*ESERCIZIO:* Trascrivi pari pari le righe qui sotto, da quella che contiene "Every instance of the floating" fino all'ultima, entrambe comprese.

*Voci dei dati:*
·····
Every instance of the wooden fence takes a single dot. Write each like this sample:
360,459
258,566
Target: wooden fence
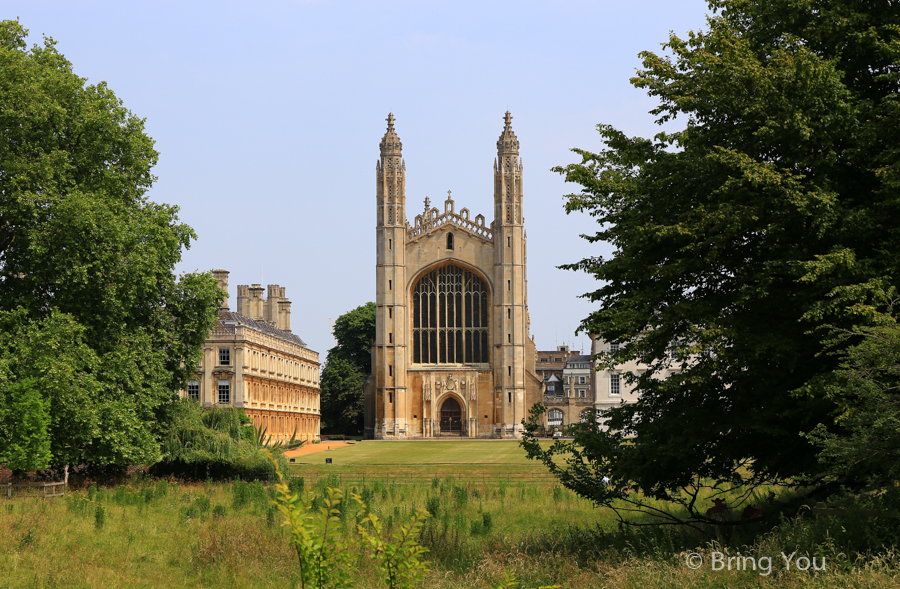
42,490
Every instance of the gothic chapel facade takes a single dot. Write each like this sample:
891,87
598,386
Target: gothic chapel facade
452,354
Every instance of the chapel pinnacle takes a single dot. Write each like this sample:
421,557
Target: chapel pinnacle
508,144
390,143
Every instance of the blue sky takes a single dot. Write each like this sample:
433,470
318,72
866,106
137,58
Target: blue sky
268,116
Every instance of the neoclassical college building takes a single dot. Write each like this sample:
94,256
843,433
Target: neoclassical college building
452,352
253,360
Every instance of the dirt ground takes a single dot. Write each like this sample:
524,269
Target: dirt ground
311,448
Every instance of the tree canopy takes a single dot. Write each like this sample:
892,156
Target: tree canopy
742,239
97,332
348,365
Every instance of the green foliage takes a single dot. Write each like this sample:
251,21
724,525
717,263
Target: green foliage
24,421
99,517
864,443
324,552
355,332
316,534
217,443
89,303
400,556
346,369
736,238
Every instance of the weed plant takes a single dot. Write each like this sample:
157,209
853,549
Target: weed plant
226,534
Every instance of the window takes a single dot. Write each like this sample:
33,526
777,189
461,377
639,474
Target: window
224,392
451,317
554,418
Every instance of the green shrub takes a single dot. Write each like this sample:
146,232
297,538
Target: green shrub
99,517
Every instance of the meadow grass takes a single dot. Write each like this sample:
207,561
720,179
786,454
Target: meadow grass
165,534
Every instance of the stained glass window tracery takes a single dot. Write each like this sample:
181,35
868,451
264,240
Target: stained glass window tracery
451,317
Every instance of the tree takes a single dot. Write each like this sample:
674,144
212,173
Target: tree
739,239
864,443
90,306
348,365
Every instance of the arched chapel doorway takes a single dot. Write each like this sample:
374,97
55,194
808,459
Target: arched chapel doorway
451,418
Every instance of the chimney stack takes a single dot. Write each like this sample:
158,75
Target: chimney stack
284,315
222,277
256,302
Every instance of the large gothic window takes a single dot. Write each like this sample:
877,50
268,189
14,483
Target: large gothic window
450,317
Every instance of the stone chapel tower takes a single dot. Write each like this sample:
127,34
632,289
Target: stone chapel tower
452,355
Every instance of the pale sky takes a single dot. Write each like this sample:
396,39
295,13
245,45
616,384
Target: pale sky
268,117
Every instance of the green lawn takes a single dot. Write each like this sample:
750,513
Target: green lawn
370,452
469,460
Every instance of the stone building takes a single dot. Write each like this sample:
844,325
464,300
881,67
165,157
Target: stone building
252,360
452,352
568,386
610,388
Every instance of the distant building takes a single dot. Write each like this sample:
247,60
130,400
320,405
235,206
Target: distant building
253,361
568,386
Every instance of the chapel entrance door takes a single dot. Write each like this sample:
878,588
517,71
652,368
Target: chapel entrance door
451,418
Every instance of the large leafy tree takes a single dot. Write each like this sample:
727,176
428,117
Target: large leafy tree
346,369
94,321
738,239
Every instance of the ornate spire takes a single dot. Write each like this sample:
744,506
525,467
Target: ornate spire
390,144
507,144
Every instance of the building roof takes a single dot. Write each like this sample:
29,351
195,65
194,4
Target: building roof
259,326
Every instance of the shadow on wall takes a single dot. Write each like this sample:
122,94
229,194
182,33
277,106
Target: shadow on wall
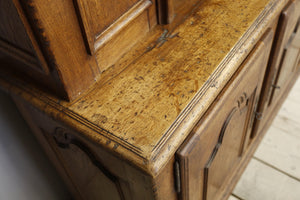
25,171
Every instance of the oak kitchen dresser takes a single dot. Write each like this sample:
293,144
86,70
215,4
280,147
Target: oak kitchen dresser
145,99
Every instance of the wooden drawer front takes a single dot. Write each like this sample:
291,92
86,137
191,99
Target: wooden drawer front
283,48
217,143
105,22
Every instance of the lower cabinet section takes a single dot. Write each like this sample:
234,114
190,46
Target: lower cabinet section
217,144
90,172
207,164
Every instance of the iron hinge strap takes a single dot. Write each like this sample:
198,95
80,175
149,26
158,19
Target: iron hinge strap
177,177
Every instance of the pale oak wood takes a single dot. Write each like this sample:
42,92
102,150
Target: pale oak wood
178,80
232,198
162,65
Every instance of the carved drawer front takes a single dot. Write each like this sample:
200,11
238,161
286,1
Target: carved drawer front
218,142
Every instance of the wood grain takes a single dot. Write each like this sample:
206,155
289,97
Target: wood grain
213,150
148,127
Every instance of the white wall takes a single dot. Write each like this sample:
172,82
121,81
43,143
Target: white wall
25,172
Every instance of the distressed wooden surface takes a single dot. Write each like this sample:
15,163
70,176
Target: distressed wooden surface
146,111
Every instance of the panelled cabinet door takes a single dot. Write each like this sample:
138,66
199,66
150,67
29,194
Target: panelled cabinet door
283,62
286,49
289,62
216,145
110,28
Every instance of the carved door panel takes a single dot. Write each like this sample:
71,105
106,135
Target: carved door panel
221,137
88,172
282,63
110,28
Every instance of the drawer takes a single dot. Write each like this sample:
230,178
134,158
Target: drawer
219,140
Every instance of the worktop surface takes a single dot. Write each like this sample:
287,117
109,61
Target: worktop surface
146,111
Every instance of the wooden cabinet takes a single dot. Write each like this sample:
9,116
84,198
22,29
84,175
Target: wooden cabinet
216,145
65,46
283,63
177,110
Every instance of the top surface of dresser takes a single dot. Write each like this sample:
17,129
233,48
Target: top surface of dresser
146,111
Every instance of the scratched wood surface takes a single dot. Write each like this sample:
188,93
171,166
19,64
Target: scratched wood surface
146,111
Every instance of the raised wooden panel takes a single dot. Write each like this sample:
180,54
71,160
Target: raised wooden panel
214,148
14,40
88,172
285,32
111,28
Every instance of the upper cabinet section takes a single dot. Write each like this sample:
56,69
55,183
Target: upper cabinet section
68,44
169,10
90,13
105,22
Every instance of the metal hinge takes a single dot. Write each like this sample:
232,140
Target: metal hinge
258,115
177,176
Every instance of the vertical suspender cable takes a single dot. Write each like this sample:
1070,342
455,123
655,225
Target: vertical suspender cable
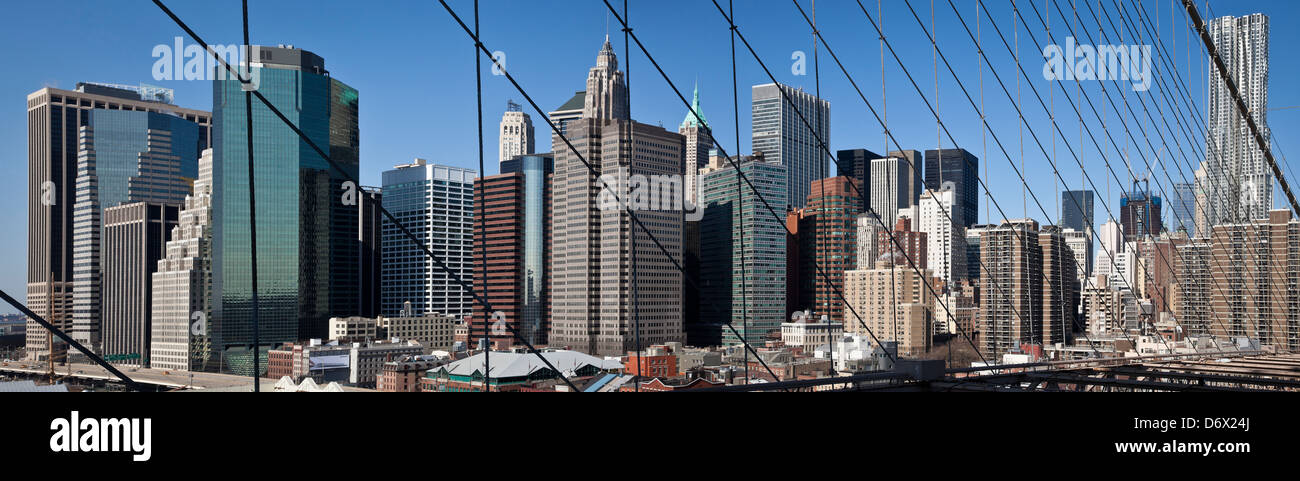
252,212
482,208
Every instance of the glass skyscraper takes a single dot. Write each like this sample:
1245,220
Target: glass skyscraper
1077,209
307,264
124,156
784,138
436,203
735,286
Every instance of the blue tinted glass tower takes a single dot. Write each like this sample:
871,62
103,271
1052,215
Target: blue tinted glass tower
307,264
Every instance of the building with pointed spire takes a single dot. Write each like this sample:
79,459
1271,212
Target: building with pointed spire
592,272
606,90
700,142
516,133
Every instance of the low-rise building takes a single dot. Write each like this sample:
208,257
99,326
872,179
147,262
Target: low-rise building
515,371
403,375
434,332
367,360
654,362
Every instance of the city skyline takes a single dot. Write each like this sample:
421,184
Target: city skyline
651,102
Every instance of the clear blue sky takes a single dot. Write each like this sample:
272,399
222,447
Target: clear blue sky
414,69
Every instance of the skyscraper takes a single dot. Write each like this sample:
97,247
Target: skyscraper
833,206
700,142
1240,181
947,246
1077,209
307,261
182,284
741,281
369,237
1182,208
570,111
784,138
516,133
961,168
892,187
856,163
135,235
1027,294
124,157
893,303
1140,212
436,203
1255,295
593,272
512,237
55,118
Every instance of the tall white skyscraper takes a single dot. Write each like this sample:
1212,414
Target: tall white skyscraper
945,239
784,138
1240,181
182,284
516,133
1113,258
436,203
869,247
592,243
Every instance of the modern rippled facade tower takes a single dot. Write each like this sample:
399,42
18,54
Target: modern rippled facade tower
307,264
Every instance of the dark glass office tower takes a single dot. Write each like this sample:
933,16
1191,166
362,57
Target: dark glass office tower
856,163
307,263
1077,209
961,168
512,237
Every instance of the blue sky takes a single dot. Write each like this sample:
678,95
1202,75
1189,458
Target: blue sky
414,69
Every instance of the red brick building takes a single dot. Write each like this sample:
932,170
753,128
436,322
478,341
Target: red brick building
655,362
511,235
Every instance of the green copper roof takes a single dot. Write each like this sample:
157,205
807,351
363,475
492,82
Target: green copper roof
692,121
575,103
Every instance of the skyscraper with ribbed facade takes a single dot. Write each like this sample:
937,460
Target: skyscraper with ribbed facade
307,263
1240,181
780,133
436,203
182,284
124,156
593,274
55,120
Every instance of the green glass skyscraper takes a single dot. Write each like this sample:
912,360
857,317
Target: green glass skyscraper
307,264
742,250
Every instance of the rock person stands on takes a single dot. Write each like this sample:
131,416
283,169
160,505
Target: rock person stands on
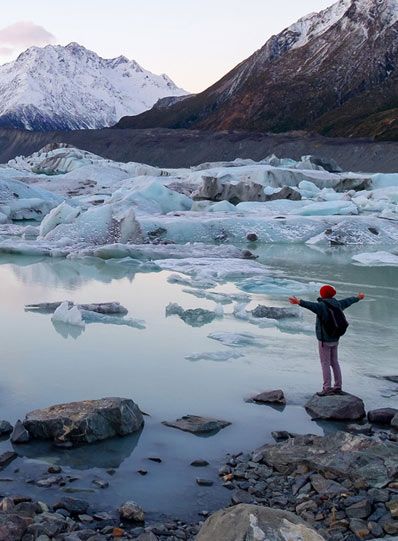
331,325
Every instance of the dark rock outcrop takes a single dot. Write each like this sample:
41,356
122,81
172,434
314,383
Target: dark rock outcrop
382,416
272,312
244,522
270,397
350,89
86,421
345,407
197,425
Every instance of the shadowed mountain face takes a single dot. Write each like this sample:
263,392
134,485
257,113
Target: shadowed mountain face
184,148
334,72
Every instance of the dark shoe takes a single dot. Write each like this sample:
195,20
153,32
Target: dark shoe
329,392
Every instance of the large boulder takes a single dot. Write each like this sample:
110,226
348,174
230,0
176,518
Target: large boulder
340,453
382,416
86,421
252,522
198,425
344,407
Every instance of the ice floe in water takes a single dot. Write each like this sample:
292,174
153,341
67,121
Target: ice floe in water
377,259
217,356
88,206
235,339
68,315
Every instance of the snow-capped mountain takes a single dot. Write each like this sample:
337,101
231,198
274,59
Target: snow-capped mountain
334,72
66,88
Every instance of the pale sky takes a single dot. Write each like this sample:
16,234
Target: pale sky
194,41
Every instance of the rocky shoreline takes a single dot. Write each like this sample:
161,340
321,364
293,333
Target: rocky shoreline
338,487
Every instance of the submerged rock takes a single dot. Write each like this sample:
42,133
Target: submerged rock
382,416
253,522
6,458
86,421
345,407
348,456
197,425
271,312
131,512
195,317
5,428
270,397
107,308
20,434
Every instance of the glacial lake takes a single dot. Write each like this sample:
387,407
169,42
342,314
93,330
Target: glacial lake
42,364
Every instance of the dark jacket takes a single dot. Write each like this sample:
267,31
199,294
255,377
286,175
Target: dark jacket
320,309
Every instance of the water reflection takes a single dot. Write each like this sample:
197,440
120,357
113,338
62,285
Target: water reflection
105,454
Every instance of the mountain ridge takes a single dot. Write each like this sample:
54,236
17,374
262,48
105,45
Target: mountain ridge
319,65
71,87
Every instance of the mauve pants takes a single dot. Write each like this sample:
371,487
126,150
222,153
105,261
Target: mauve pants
329,361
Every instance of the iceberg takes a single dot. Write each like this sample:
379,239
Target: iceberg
238,339
377,259
69,316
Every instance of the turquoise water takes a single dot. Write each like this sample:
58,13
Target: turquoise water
41,365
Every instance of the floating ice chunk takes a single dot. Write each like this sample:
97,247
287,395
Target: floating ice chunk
384,180
99,225
222,206
377,259
195,317
159,251
185,281
223,298
63,214
218,356
210,269
308,189
328,208
70,316
278,287
232,339
90,316
271,208
150,197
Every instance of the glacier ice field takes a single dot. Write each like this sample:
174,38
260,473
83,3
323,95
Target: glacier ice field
171,246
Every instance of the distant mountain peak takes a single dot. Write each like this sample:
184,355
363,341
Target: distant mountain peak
72,87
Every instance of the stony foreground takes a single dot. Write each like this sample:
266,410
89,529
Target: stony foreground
340,487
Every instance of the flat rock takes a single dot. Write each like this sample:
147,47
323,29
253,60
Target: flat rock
270,397
350,456
86,421
271,312
382,416
107,308
6,458
245,521
345,407
12,526
5,428
131,512
199,463
19,433
197,425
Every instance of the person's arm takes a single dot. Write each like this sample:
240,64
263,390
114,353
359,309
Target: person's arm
·····
*SOLUZIONE:*
Every instance of the floating ice chunk takes a single dot. Write each like this sample:
97,247
287,395
Target: floating ice chunk
384,180
99,225
222,206
377,259
195,317
159,251
185,281
223,298
63,214
218,356
210,269
308,189
328,208
70,316
278,287
232,339
90,316
271,208
150,197
Every instance of the glacier ice field takes a single dot. Write each like this sample:
174,38
260,473
83,3
323,95
Target: glacier ice field
171,246
Every instance of the distant mountain peak takes a single dot. Write each like this sample:
184,355
363,341
Target: distant mountain peak
72,87
Every instance of the stony foreground takes a single dot. Write each like this sample:
266,410
89,529
Target: stony foreground
340,487
Every instance of the flat rock takes a single dot. Write each like this sample:
147,47
323,29
253,60
Target: flat rock
270,397
350,456
86,421
271,312
382,416
107,308
6,458
245,521
345,407
12,526
5,428
131,512
199,463
19,433
197,425
Every instance of the person's arm takes a single dot. Write each like this sample:
240,64
263,390
114,353
359,309
Target: person's arm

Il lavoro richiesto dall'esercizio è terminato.